Information provided:
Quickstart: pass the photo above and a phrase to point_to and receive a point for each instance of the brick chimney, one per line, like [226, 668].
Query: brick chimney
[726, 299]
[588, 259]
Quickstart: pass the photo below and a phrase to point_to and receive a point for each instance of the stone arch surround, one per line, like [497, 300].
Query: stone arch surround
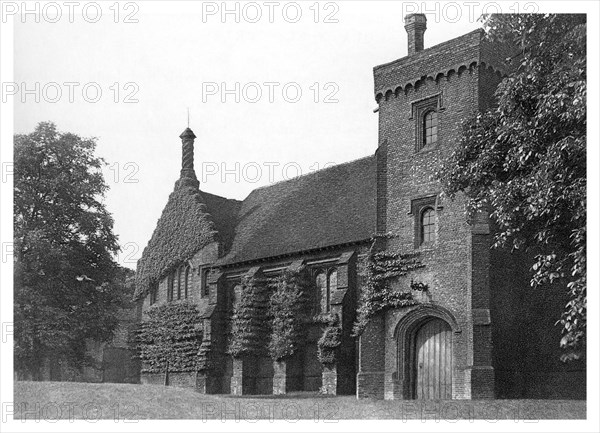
[404, 334]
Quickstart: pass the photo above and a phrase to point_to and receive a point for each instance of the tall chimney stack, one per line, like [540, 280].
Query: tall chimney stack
[415, 25]
[188, 175]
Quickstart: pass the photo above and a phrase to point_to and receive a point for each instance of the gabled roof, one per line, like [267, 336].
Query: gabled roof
[329, 207]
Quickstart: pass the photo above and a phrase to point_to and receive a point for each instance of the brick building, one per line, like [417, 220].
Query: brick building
[478, 331]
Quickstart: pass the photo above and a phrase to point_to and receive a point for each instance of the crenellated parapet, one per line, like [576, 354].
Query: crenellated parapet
[465, 54]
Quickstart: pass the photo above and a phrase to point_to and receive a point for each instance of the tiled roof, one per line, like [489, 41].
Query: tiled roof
[329, 207]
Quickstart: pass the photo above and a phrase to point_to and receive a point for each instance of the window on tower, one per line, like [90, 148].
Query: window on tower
[430, 126]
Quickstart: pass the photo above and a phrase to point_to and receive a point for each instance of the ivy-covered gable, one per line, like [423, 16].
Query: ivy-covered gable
[183, 229]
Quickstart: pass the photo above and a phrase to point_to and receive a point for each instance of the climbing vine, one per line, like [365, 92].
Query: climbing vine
[289, 304]
[250, 320]
[329, 344]
[203, 361]
[377, 295]
[183, 228]
[170, 338]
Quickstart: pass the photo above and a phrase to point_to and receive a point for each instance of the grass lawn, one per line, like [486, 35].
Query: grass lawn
[72, 400]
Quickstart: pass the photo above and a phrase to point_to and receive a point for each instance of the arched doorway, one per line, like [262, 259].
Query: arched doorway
[431, 363]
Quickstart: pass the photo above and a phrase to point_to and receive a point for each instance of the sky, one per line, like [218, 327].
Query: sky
[272, 91]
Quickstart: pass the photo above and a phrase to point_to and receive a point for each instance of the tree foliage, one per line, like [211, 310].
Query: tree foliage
[525, 159]
[67, 285]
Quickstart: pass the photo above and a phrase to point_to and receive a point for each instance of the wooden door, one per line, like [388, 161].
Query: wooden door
[433, 359]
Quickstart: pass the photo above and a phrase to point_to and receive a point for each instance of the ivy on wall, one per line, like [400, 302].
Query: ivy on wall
[289, 304]
[183, 229]
[203, 361]
[329, 344]
[250, 323]
[170, 338]
[377, 295]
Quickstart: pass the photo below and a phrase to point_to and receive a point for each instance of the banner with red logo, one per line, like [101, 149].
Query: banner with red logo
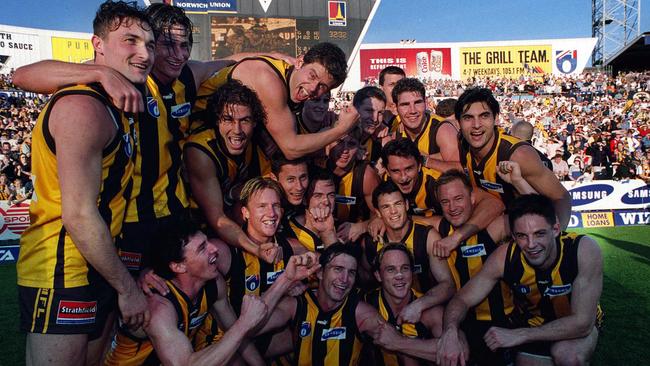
[423, 63]
[14, 219]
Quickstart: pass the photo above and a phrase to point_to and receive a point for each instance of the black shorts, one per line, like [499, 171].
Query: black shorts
[77, 310]
[135, 242]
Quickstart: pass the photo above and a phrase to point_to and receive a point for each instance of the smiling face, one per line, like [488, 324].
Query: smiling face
[536, 239]
[477, 126]
[129, 49]
[403, 171]
[172, 52]
[395, 274]
[392, 209]
[309, 81]
[236, 127]
[263, 212]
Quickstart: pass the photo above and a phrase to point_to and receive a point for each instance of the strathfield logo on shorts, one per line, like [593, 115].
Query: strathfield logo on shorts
[468, 251]
[559, 290]
[333, 333]
[305, 329]
[76, 312]
[252, 282]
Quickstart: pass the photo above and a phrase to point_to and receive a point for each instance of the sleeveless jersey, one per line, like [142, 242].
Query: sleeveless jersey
[465, 262]
[249, 274]
[127, 349]
[158, 188]
[326, 338]
[232, 171]
[542, 296]
[48, 257]
[483, 174]
[418, 330]
[415, 240]
[350, 201]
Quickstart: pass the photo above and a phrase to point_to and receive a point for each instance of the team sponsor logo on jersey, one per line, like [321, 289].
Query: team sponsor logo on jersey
[305, 329]
[558, 290]
[152, 107]
[252, 282]
[181, 110]
[272, 276]
[468, 251]
[345, 200]
[334, 333]
[76, 312]
[131, 259]
[492, 186]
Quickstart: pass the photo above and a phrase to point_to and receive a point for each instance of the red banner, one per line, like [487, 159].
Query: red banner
[434, 63]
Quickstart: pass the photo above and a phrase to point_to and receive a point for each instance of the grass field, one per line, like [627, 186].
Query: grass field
[626, 300]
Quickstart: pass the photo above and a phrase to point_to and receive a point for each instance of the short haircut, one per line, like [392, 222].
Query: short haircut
[111, 15]
[531, 204]
[367, 92]
[258, 184]
[390, 247]
[170, 241]
[163, 17]
[408, 85]
[332, 58]
[390, 70]
[317, 175]
[476, 95]
[337, 249]
[402, 147]
[278, 160]
[385, 187]
[234, 93]
[450, 176]
[445, 108]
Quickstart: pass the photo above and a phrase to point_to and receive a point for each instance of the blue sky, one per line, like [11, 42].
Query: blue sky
[424, 20]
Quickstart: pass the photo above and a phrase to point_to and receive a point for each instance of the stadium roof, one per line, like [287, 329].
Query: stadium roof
[634, 57]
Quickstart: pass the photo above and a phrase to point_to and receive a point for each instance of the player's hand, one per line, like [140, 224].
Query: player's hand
[253, 311]
[149, 280]
[509, 171]
[450, 352]
[442, 248]
[301, 266]
[411, 313]
[269, 252]
[496, 338]
[122, 92]
[133, 308]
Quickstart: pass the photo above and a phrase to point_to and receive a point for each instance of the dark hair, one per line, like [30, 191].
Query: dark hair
[385, 187]
[163, 17]
[408, 85]
[170, 241]
[278, 160]
[234, 92]
[332, 58]
[337, 249]
[450, 176]
[402, 147]
[368, 92]
[476, 95]
[111, 15]
[390, 70]
[445, 108]
[390, 247]
[531, 204]
[316, 175]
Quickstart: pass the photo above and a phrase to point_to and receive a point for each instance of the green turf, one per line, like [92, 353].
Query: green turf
[626, 300]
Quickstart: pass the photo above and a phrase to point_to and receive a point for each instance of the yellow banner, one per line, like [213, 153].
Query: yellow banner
[505, 61]
[597, 219]
[72, 49]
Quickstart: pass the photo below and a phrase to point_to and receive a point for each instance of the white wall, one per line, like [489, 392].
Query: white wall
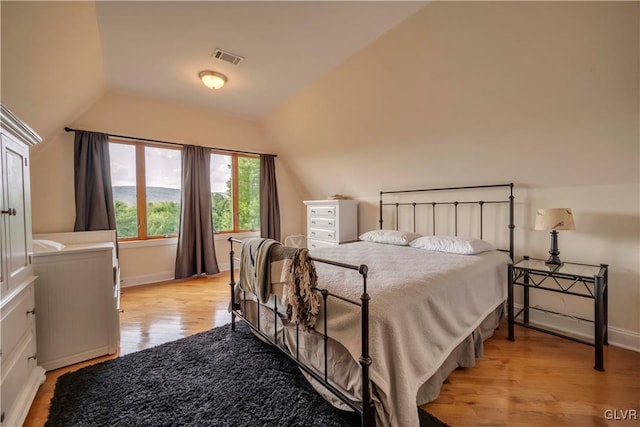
[52, 67]
[53, 203]
[542, 94]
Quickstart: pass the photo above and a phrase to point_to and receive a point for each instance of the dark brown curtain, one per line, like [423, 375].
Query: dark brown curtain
[269, 205]
[94, 199]
[196, 252]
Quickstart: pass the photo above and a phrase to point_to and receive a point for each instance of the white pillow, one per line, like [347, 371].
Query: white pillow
[46, 246]
[453, 245]
[389, 237]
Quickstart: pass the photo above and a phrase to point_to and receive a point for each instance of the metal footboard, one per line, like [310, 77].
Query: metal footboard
[366, 409]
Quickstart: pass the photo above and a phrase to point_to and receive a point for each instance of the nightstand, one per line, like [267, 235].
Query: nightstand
[331, 222]
[579, 280]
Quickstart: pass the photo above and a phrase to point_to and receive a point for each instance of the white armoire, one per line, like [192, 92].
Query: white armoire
[21, 375]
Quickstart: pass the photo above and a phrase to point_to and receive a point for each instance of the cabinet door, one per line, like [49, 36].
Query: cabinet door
[18, 220]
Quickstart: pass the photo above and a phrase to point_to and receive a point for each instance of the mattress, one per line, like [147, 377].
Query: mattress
[423, 306]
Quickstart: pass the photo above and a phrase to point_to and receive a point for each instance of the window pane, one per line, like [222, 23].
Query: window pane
[123, 181]
[222, 208]
[249, 193]
[163, 177]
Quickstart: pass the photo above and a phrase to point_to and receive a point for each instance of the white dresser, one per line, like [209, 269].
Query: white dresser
[21, 375]
[77, 296]
[331, 222]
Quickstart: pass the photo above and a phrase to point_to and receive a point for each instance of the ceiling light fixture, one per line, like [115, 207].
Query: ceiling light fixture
[212, 79]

Written request:
Leave out every picture, and write out exactly the lines from the one bearing "like [489, 392]." through the final line.

Result:
Quickstart: pass the photo below and a phrase to point_to and receive a point for each instance of the white wall, one per line, like [489, 392].
Query: white wall
[52, 67]
[53, 203]
[542, 94]
Quickstart: pass the photo above and a phrase to point_to and receive a point for each instance of the dark brown curtain, one per line, like [423, 375].
Query: dark brown curtain
[269, 205]
[94, 199]
[196, 252]
Quickstart: pass the photo above and a phrase to point_to and receive a point for each instance of the white pillow, one per line, like [347, 371].
Query: white pillow
[46, 246]
[453, 245]
[389, 237]
Quickstart: pass the photo above and a phrase to point_to and receive a point for each instance of the metal footboard, one per line, like [310, 77].
Query: metal footboard
[366, 409]
Quickstart: pass the photo above and a phrase to point_to and receive a point for each instance of the nightstand, one per line, like [267, 235].
Query: nightstand
[331, 222]
[579, 280]
Quickstart: pass the photo above and a phrase to point_to and receive a point for each instance of the white armoire, one per line, like [192, 92].
Query: white armoire
[21, 375]
Quickstart: pass the photo above and a phrase to point_to and receive a point for each instance of the cabinet door, one per line, like [49, 36].
Query: cabinet door
[18, 220]
Quickstart: pass the photo above and a phrase to point_to and receive a point for each instance of the mattress, one per line, like [147, 377].
Query: mattress
[423, 306]
Quickstart: pass the photo above and a phrase to point_to and receive a point for each instance of the window pane, one per line, like [222, 23].
Query: window pane
[123, 181]
[222, 208]
[249, 193]
[163, 177]
Quickstart: pass the photo above and a phrase to point_to and receive a point for each instance of the white dresser, one per line, like [209, 269].
Query: white dresser
[21, 375]
[77, 296]
[331, 222]
Quickstart: pass the photo above and a phrase to point_to and receive a point for each instance of the ceiling light fixture, one per line, like [115, 207].
Query: ceiling light fixture
[212, 79]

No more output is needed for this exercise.